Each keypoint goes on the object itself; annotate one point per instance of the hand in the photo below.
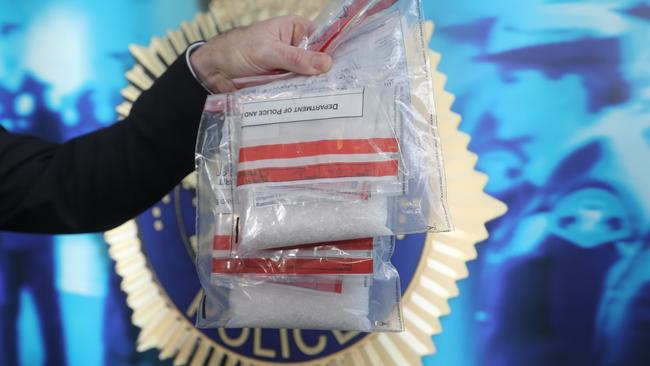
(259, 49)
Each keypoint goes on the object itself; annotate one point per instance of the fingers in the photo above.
==
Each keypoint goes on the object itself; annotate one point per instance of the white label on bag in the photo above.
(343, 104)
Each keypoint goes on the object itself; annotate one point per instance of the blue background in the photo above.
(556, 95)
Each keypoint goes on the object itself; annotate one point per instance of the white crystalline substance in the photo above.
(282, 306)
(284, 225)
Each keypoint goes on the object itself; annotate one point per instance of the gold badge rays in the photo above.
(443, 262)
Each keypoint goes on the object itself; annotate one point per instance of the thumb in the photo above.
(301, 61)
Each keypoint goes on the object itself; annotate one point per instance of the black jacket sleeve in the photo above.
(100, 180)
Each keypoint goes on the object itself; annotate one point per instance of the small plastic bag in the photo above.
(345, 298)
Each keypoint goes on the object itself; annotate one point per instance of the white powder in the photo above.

* _Exercise_
Above are the lines; repeat exactly the ones from the line containing "thumb in the photo above." down to the line containing "powder in the photo above.", both inclusive.

* _Expected answer_
Each keypoint goes on the object itself; annotate one point per instance of the thumb in the photo above.
(301, 61)
Each keypoint goes on the object itself; annotate one point per instance of the black jacket sleeve in the photo above.
(100, 180)
Each keypoint goes on the object itself; annotate one point per instance of the small plastic bag in the photo above.
(345, 298)
Each keypoint goes on the object itself; annotate one point per instance of the white powder in the photo above.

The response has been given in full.